**Sağlanan metin**
<<<<
Resmi Belgede Sahtecilik Suçu – Zamanaşımı Nedeniyle Düşme Kararı Temyiz Edilemez - Yargıtay 11. Ceza Dairesi 2023/3376 Kararı

MAHKEMESİ: Ağır Ceza Mahkemesi

SUÇ: Resmi belgede sahtecilik

HÜKÜM: Zamanaşımı nedeniyle düşme

Bozma üzerine yapılan yargılamada, davadan ve duruşma gününden usulüne uygun biçimde haberdar edilen suçtan zarar gören şirket adına temsilcisi veya vekili tarafından 5271 sayılı Ceza Muhakemesi Kanunu’nun (5271 sayılı Kanun) 238 inci maddesine uygun biçimde katılma talebinde bulunulmadığı anlaşılmakla, katılan şirket vekilinin temyizi ile sınırlı inceleme yapılmıştır.

Sanık hakkında bozma üzerine kurulan hükmün; karar tarihi itibarıyla 6723 sayılı Kanun’un 33 üncü maddesiyle değişik 5320 sayılı Kanun’un 8 inci maddesi gereği yürürlükte bulunan 1412 sayılı Ceza Muhakemeleri Usulü Kanunu’nun (1412 sayılı Kanun) 305 inci maddesi gereği temyiz edilebilir olduğu, karar tarihinde yürürlükte bulunan 5271 sayılı Kanun'un 260 ıncı maddesinin birinci fıkrası gereği temyiz eden katılan şirket vekilinin hükmü temyize hak ve yetkisinin bulunduğu, 1412 sayılı Kanun’un 310 uncu maddesi gereği temyiz isteminin süresinde olduğu, aynı Kanun’un 317 nci maddesi gereği katılan şirket vekilinin temyiz isteğinin reddini gerektirir bir durumun bulunmadığı yapılan ön inceleme neticesinde tespit edilmekle, gereği düşünüldü:

I. HUKUKÎ SÜREÇ

Bozma üzerine yapılan yargılamada, İzmir 6. Ağır Ceza Mahkemesinin, 17.03.2022 tarihli ve 2021/230 Esas, 2022/99 Karar sayılı kararı ile sanık hakkında resmi belgede sahtecilik suçundan 5237 sayılı Türk Ceza Kanunu’nun (5237 sayılı Kanun) 66 ncı maddesinin birinci fıkrasının (e) bendi ve 67 nci maddesinin dördüncü fıkrası uyarınca kamu davasının olağanüstü zamanaşımı nedeniyle düşmesine karar verilmiştir.
>>>>
**Verilen veriler**
<<<<
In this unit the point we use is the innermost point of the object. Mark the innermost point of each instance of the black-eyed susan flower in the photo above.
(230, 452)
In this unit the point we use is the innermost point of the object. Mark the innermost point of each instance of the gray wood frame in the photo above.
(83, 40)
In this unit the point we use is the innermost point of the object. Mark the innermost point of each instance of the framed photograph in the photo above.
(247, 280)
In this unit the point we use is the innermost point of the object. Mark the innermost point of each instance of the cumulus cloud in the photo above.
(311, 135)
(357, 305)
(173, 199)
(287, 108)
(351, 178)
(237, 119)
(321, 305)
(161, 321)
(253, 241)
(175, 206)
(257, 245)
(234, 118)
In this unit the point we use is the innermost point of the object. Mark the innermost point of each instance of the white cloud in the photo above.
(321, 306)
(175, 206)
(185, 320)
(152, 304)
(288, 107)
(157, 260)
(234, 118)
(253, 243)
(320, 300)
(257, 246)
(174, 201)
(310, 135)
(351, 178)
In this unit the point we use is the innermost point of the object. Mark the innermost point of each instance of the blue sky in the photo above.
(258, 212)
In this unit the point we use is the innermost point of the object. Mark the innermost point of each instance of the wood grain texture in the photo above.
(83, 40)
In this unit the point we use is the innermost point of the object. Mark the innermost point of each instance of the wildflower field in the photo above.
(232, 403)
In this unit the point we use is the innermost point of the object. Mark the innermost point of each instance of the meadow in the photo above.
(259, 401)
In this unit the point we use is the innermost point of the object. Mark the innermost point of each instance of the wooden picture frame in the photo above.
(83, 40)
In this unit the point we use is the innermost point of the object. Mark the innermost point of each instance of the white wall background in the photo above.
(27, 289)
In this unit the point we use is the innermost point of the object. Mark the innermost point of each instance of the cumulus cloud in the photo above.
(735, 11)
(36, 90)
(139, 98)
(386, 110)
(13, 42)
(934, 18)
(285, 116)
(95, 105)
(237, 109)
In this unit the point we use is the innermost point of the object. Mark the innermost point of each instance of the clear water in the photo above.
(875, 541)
>>>>
**Görev 1**
Karar metnine göre 17.03.2022 tarihli ve 2021/230 Esas, 2022/99 Karar sayılı kararı hangi mahkeme vermiştir?
**Görev 2**
Karar metnindeki "Sanık hakkında bozma üzerine kurulan hükmün" diye başlayan paragrafı, ana bilgilerini koruyarak madde listesi biçiminde yeniden yazın.

**Doğru cevap 1**
İzmir 6. Ağır Ceza Mahkemesi.

**Doğru cevap 2**
- Hüküm, karar tarihinde 6723 sayılı Kanun'un 33. maddesiyle değişik 5320 sayılı Kanun'un 8. maddesi gereği yürürlükte olan 1412 sayılı Kanun'un 305. maddesine göre temyiz edilebilir.
- Katılan şirket vekilinin, 5271 sayılı Kanun'un 260. maddesinin birinci fıkrası gereği hükmü temyize hak ve yetkisi vardır.
- Temyiz istemi, 1412 sayılı Kanun'un 310. maddesi gereği süresindedir.
- Aynı Kanun'un 317. maddesi gereği temyiz isteğinin reddini gerektiren bir durum yoktur.
- Bu hususlar ön incelemede tespit edilmiştir.